▶ Passage to read
::::::

Western US

Snapshots from the sky: Denver to Los Angeles

Sometimes I think I should have been a pilot.

I’m not actually sure the realities of that job would be the best fit for me – and I love my actual job – but I know for sure that I’d never get sick of gazing down at our beautiful planet from the air.

I’m forever a window seat person. I’m that passenger who spends the entire flight with their face pressed against the glass (I mean, not actually pressed against it because, gross) staring out at the scenery. I put a lot of thought into choosing my seat, looking at the likely flight path and aiming for whichever side of the plane will offer the best views. At this point, I pretty much have it down to an art form. Or maybe I’m just a dork.

Anyway. I flew to Los Angeles for spring break this year, and it was the first time I’ve flown west out of Denver since we moved here. And wow, have I been missing out! The Colorado mountains are always beautiful, but looking down on jagged snowcapped peaks from the air gave a whole new meaning to the word.

In fact, the entire route was almost completely cloudless, so I spent the whole flight using the live flight-tracker and my knowledge of the Western US to identify (and take way too many photos of) the highlights. I learned that the layered red rock landscape of southern Utah looks even more bizarre from the air, the Grand Canyon is enormous (I mean, I knew that. I’ve been there. But seeing it from the air really emphasized just how huge it is), and Lake Powell and Lake Mead really are frighteningly low. Also, there’s a lot of desert in southern Nevada and California.

::::::

▶ Given request 1
In the flight post, which two lakes does the writer describe as frighteningly low?
▶ Given request 2
Quote the flight post word for word, from "Sometimes I think" up to and including "just a dork.".

::::::

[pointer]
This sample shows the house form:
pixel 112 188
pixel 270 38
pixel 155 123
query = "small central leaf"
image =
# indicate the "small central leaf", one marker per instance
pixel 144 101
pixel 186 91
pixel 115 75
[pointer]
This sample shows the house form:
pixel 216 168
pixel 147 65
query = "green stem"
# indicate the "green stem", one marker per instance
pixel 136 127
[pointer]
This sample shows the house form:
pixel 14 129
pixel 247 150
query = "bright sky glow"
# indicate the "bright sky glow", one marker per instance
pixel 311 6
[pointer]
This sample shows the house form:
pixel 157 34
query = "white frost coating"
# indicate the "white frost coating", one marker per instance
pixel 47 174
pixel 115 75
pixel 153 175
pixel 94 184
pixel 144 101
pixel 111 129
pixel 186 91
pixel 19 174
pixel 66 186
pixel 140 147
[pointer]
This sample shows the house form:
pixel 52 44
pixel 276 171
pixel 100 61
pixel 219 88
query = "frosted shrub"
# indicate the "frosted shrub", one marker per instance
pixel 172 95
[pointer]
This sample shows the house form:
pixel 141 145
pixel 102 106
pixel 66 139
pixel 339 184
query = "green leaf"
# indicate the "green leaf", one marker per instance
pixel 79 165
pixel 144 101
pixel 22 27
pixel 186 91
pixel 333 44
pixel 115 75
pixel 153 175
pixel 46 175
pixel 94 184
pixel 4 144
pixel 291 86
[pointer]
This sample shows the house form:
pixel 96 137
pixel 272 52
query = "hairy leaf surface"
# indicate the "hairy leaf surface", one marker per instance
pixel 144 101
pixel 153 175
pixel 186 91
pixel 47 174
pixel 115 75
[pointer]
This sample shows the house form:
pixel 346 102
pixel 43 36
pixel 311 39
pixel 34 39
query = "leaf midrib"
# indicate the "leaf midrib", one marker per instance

::::::

▶ Right answer 1
Lake Powell and Lake Mead.

▶ Right answer 2
Sometimes I think I should have been a pilot.

I’m not actually sure the realities of that job would be the best fit for me – and I love my actual job – but I know for sure that I’d never get sick of gazing down at our beautiful planet from the air.

I’m forever a window seat person. I’m that passenger who spends the entire flight with their face pressed against the glass (I mean, not actually pressed against it because, gross) staring out at the scenery. I put a lot of thought into choosing my seat, looking at the likely flight path and aiming for whichever side of the plane will offer the best views. At this point, I pretty much have it down to an art form. Or maybe I’m just a dork.